[Entries from a dataset]
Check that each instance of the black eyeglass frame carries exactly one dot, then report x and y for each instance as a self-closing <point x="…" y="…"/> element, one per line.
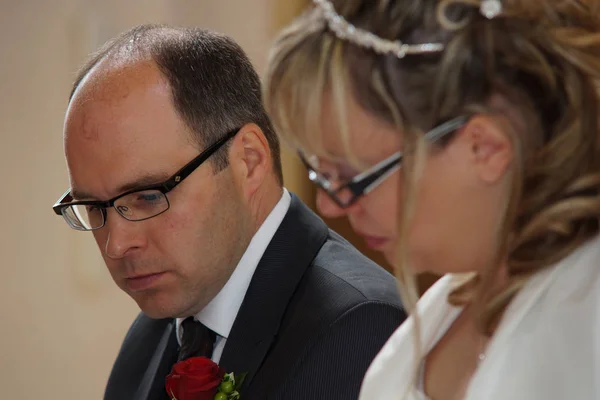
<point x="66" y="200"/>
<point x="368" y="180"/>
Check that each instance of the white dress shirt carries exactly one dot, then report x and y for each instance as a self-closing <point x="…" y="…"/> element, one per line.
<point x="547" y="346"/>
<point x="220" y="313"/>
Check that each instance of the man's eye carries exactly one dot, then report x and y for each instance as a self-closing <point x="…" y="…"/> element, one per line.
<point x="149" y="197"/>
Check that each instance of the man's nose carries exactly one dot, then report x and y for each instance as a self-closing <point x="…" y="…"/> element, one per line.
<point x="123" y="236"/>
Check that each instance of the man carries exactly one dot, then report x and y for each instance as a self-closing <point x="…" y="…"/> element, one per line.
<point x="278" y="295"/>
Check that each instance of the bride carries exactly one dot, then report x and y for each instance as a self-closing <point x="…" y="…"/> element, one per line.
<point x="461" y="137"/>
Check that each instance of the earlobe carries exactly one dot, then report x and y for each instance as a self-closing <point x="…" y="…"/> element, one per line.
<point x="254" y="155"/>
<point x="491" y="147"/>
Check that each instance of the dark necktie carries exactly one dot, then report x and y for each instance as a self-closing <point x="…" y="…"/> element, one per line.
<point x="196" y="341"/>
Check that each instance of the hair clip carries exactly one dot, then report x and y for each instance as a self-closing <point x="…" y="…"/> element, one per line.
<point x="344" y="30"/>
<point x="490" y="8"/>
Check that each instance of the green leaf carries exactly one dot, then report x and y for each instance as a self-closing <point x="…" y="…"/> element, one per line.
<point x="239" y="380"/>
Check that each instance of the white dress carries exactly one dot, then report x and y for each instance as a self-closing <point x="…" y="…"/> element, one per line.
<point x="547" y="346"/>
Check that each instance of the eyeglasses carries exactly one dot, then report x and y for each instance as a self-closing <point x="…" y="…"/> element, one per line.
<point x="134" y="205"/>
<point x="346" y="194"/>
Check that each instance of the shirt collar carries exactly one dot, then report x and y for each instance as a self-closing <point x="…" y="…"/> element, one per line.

### [Instructions for the task]
Please rewrite the entries from the line containing "Check that each instance of the hair" through the end of the entries, keeping the requests as they are. Scale every point coordinate in the answers by 0.75, rounding to whole numbers with halves going up.

### [Response to this exercise]
Check that each instance of the hair clip carries exactly one dot, then report x and y for each instance as a self-closing <point x="…" y="…"/> element, one per line.
<point x="258" y="23"/>
<point x="368" y="6"/>
Check that each instance of the green leaf carries exactly one dot, then report x and y for each instance as a self-closing <point x="…" y="…"/> element, one per line.
<point x="179" y="285"/>
Check that each instance of the white dress carries exactly one dot, then report x and y for each instance as a self-closing <point x="…" y="…"/> element, one per line.
<point x="410" y="260"/>
Check that each instance of the eyeglasses carries exactly one dot, then report x and y for each instance as a self-closing <point x="…" y="…"/> element, one per line.
<point x="101" y="154"/>
<point x="260" y="146"/>
Check that each instance of the shirt collar carries exactly one dot, then report x and y for each instance as a self-closing <point x="…" y="…"/> element, one per line.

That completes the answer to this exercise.